Count the lines in the data below that contain the string "tree". Give only the number.

:: Recorded information

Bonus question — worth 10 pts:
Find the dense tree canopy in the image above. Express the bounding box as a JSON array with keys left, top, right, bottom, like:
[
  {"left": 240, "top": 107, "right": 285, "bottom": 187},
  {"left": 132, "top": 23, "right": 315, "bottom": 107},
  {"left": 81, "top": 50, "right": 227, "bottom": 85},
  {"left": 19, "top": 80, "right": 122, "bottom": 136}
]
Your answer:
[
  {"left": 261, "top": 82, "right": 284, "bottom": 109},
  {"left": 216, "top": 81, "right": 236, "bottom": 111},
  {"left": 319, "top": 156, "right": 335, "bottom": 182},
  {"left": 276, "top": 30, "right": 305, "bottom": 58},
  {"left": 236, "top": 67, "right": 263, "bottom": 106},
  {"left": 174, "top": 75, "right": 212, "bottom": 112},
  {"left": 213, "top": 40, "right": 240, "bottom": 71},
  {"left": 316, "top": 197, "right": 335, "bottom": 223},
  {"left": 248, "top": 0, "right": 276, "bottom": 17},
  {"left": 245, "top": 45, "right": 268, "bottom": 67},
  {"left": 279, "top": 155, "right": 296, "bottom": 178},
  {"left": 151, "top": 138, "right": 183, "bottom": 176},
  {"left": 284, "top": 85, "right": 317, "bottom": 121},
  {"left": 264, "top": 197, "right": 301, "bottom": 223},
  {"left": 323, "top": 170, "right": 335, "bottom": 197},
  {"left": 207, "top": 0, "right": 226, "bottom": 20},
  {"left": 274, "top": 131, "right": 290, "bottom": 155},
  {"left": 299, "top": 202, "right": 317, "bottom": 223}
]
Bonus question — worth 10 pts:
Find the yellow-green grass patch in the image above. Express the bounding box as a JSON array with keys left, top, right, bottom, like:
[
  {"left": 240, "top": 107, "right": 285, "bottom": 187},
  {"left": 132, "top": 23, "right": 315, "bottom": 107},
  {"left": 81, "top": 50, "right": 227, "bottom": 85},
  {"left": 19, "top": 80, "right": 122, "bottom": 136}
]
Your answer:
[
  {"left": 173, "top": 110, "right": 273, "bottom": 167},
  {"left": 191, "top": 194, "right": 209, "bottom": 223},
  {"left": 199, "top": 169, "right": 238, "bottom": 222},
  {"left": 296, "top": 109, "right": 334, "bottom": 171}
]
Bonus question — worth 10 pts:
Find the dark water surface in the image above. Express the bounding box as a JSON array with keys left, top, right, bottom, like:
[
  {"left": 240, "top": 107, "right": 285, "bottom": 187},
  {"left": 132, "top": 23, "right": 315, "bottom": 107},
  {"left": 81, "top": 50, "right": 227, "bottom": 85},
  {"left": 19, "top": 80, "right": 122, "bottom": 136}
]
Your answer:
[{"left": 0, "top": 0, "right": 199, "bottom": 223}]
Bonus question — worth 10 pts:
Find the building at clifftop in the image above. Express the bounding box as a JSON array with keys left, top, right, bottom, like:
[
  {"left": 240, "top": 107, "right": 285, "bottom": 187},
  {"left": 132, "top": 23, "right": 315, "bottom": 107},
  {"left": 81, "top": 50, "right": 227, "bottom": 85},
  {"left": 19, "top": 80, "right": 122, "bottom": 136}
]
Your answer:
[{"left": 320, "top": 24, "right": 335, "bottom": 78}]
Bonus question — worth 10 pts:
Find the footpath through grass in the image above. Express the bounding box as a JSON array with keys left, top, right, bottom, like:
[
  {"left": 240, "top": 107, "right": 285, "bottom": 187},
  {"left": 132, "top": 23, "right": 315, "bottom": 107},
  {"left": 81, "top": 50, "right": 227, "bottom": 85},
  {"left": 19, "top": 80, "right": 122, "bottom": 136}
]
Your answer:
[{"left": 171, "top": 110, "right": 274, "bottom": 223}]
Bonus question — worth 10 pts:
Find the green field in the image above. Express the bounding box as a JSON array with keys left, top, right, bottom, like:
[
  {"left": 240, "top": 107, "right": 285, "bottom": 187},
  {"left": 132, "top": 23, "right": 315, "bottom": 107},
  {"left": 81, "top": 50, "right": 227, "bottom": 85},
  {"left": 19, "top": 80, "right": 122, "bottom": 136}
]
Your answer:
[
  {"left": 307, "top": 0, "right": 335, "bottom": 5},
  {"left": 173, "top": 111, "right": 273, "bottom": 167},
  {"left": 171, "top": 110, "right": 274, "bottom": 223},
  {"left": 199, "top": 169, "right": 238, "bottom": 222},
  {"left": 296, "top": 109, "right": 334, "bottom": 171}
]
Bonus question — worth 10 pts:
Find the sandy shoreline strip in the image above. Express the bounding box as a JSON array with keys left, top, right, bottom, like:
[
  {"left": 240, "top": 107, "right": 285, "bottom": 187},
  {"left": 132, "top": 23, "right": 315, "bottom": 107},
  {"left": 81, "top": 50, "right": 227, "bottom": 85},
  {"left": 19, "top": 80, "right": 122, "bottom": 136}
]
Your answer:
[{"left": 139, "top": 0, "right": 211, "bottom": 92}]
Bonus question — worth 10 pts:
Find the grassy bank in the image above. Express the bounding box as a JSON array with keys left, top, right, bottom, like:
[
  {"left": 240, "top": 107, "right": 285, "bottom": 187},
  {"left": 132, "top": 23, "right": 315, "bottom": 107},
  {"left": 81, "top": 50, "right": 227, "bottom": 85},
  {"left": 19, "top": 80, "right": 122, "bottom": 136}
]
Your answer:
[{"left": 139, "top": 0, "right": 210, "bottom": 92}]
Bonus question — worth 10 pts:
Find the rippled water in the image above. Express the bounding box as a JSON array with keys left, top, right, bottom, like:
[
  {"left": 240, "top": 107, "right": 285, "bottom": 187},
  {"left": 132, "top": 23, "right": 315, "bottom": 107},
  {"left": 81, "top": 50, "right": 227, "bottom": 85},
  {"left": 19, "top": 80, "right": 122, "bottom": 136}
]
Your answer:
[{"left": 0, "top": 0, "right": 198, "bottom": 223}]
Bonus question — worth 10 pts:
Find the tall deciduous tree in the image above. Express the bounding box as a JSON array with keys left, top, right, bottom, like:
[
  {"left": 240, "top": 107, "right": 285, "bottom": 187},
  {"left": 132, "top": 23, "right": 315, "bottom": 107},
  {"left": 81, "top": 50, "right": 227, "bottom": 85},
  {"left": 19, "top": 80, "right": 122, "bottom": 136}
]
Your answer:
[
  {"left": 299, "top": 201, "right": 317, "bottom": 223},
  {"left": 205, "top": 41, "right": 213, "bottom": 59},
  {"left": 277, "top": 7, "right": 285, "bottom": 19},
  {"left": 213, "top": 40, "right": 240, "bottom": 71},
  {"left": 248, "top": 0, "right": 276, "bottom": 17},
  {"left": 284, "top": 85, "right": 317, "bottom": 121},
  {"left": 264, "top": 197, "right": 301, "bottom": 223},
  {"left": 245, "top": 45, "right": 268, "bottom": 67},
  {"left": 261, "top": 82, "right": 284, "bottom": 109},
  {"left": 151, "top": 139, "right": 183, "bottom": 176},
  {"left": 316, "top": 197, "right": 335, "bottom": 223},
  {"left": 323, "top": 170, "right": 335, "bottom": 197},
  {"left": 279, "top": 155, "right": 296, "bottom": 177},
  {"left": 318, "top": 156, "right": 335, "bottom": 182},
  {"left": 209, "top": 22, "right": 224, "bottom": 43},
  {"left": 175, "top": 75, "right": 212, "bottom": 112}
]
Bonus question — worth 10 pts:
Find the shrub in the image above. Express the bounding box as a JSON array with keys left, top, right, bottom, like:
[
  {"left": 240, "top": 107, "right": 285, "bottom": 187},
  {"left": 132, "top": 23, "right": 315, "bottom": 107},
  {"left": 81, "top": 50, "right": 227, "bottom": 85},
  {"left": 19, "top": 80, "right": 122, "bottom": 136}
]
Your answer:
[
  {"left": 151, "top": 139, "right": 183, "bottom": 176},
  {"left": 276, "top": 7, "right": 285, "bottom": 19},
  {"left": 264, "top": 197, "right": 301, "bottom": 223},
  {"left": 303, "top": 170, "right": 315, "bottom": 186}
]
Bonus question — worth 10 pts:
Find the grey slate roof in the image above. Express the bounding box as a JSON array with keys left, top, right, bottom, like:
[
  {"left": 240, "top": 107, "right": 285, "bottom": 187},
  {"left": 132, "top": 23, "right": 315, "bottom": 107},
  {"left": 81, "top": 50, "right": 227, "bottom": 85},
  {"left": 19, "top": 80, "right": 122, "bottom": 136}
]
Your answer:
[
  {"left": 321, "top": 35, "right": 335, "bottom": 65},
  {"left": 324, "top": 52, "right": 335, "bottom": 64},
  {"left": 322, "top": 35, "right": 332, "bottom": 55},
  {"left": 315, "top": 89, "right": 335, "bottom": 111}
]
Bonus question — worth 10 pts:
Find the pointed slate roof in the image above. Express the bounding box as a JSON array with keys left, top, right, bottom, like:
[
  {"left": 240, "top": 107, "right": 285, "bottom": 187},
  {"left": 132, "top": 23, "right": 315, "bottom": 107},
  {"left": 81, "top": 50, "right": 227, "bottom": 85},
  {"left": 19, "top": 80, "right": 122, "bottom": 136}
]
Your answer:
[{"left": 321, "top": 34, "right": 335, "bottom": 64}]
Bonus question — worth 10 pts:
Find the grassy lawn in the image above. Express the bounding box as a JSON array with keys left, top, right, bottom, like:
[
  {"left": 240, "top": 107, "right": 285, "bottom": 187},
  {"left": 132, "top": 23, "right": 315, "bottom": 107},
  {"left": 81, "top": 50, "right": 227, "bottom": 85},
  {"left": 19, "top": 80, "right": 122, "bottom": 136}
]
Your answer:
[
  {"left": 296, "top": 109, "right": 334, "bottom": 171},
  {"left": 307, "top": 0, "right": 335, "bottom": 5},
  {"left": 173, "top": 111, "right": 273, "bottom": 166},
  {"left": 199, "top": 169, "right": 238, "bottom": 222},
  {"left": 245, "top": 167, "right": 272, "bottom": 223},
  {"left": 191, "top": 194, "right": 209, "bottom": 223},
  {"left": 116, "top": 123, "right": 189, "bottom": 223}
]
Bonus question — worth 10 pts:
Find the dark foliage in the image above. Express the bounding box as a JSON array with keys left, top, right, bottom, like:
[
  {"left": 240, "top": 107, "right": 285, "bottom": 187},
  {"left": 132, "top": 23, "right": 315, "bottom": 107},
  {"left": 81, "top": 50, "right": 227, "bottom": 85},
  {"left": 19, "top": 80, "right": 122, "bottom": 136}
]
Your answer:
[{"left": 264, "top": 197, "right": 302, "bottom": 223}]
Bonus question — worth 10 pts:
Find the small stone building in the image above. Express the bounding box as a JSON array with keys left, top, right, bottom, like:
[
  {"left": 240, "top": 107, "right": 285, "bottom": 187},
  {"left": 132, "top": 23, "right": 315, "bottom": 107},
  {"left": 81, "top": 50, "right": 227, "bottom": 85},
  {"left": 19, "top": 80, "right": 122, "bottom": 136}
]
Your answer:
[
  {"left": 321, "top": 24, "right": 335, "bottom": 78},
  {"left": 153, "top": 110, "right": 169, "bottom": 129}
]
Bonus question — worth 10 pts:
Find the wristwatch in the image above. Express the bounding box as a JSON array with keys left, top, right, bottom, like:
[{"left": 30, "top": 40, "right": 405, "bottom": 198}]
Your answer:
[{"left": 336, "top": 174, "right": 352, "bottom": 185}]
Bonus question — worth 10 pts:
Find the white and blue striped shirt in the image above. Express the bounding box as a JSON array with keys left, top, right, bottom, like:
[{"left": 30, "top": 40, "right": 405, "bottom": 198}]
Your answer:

::::

Worked solution.
2